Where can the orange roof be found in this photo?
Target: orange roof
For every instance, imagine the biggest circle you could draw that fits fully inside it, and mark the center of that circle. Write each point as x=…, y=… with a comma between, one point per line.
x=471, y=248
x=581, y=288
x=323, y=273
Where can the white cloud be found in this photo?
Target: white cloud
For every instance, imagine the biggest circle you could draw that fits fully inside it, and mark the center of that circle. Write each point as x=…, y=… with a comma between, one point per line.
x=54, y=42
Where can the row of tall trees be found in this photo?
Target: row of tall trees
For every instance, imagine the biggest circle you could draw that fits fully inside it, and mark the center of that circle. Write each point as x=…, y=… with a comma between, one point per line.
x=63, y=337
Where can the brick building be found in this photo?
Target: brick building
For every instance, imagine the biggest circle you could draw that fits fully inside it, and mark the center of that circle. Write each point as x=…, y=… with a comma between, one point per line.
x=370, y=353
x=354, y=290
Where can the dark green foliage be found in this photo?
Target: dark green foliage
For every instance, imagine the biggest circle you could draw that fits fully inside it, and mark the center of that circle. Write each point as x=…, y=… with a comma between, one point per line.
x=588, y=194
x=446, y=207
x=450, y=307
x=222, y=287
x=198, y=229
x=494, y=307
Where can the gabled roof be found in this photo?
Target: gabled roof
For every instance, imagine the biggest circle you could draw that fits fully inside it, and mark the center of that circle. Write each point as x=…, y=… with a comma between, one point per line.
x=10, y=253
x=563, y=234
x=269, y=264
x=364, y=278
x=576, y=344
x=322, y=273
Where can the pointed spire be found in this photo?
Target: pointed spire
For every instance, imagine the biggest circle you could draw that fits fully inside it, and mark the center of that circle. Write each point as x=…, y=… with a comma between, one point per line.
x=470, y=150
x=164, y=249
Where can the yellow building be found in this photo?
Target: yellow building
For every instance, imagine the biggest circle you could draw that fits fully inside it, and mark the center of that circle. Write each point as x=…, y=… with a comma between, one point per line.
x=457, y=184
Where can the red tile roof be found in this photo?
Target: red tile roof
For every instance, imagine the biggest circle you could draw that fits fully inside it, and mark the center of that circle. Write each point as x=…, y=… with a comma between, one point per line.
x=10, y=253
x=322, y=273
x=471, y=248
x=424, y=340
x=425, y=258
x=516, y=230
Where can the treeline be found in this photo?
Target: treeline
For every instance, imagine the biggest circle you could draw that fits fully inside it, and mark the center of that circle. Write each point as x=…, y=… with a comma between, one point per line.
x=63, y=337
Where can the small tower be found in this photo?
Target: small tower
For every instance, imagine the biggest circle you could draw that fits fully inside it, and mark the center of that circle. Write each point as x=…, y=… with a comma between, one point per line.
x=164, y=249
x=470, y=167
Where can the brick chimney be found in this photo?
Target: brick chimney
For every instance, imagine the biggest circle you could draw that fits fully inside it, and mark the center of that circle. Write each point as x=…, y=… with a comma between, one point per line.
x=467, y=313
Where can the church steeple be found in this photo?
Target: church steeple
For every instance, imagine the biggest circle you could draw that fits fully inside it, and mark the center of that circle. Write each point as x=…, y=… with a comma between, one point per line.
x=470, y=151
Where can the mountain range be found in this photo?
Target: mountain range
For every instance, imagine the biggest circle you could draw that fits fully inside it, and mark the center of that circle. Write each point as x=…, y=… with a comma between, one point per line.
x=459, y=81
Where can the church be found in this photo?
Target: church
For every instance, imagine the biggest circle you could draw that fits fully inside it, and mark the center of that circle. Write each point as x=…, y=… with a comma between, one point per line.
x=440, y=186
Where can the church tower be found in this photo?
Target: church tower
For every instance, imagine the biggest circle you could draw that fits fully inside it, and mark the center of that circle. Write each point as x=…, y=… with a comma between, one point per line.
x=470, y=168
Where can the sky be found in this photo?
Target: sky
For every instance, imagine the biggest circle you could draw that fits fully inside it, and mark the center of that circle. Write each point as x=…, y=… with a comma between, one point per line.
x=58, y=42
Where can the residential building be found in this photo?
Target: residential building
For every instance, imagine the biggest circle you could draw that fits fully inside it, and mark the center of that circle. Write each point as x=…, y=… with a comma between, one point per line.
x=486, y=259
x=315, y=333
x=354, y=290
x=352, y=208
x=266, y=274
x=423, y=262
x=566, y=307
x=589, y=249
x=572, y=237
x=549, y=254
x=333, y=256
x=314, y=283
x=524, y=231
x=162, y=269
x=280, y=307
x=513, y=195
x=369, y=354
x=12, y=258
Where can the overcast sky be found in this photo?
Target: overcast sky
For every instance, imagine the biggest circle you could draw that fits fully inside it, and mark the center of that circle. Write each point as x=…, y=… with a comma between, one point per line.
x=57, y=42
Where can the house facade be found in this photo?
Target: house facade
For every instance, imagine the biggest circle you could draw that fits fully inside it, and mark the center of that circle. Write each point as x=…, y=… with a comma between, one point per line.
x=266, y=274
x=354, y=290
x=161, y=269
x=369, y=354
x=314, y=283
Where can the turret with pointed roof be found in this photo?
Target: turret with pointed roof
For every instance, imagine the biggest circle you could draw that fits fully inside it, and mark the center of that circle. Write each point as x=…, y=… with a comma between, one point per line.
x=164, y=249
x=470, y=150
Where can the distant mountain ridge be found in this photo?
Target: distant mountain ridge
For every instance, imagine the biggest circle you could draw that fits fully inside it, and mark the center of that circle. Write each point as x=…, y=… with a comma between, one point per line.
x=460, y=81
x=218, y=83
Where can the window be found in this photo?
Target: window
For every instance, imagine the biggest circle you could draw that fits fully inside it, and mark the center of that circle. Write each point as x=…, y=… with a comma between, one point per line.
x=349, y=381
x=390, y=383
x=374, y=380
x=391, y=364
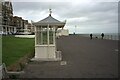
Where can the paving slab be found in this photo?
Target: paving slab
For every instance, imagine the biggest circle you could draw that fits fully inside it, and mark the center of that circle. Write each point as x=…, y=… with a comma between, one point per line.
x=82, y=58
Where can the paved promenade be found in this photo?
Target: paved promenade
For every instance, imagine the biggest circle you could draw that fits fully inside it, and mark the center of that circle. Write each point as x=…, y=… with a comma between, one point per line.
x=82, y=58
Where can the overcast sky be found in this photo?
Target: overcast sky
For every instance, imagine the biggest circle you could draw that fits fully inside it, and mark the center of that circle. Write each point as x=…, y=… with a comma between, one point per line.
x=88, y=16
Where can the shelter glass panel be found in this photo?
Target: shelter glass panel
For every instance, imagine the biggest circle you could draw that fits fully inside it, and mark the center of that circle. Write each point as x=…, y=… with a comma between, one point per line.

* * *

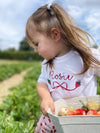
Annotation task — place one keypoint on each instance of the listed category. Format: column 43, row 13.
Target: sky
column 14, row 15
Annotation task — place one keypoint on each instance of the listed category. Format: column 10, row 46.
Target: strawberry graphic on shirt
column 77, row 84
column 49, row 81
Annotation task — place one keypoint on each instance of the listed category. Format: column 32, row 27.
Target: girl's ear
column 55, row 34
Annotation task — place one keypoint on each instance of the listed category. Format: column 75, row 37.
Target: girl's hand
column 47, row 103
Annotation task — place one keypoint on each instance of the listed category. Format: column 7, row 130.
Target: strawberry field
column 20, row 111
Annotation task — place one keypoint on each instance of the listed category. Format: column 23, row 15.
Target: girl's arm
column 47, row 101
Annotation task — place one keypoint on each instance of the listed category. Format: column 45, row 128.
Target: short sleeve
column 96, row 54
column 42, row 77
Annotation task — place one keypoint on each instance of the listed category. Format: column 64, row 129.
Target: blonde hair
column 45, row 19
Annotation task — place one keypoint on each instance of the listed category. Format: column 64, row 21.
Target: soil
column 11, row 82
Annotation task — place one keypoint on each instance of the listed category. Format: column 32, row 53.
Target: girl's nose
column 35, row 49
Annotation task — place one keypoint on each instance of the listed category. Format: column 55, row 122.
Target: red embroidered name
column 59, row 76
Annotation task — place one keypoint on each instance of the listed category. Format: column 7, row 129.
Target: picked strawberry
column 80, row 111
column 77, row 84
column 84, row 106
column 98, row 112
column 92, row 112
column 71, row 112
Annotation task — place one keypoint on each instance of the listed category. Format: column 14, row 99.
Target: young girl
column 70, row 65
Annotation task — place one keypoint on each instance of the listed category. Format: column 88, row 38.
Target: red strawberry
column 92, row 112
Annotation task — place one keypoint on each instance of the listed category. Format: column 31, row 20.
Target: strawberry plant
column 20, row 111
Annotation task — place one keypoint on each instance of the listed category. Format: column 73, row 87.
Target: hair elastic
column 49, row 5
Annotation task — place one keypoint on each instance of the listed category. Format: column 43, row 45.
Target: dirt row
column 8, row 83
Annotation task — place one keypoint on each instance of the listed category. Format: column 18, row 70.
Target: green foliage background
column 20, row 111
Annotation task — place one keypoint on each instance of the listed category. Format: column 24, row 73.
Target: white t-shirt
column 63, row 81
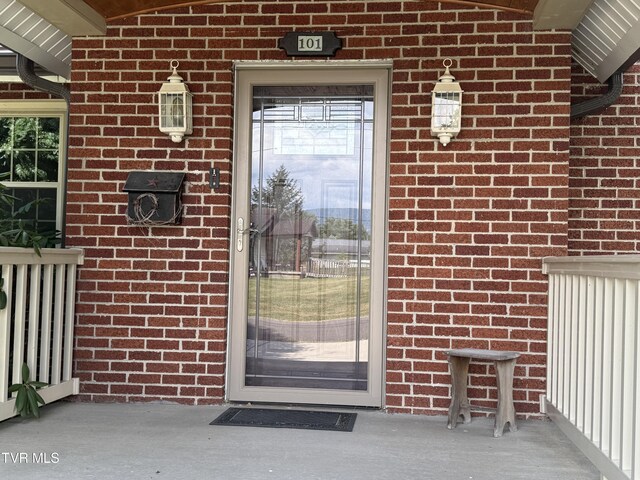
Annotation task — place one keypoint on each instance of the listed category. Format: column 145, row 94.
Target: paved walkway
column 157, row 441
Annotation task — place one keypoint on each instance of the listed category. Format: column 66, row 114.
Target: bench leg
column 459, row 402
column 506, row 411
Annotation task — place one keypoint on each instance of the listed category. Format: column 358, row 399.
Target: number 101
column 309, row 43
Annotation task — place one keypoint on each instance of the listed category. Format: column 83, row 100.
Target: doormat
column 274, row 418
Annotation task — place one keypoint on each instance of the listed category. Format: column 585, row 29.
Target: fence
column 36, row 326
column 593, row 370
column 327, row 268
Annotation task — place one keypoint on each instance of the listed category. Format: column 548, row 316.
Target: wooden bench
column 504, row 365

## What you will do
Give everything in the material from the line containing "358, row 399." down to the line containing "column 274, row 418" as a JSON list of strings, one string per line, with blank lines left out.

## Full response
[
  "Annotation task — place one keypoint on each instance of the listed category. Format: column 358, row 399.",
  "Target: number 101",
  "column 309, row 43",
  "Annotation task — place one keypoint on each instance of the listed category. Format: column 83, row 100.",
  "Target: doormat",
  "column 274, row 418"
]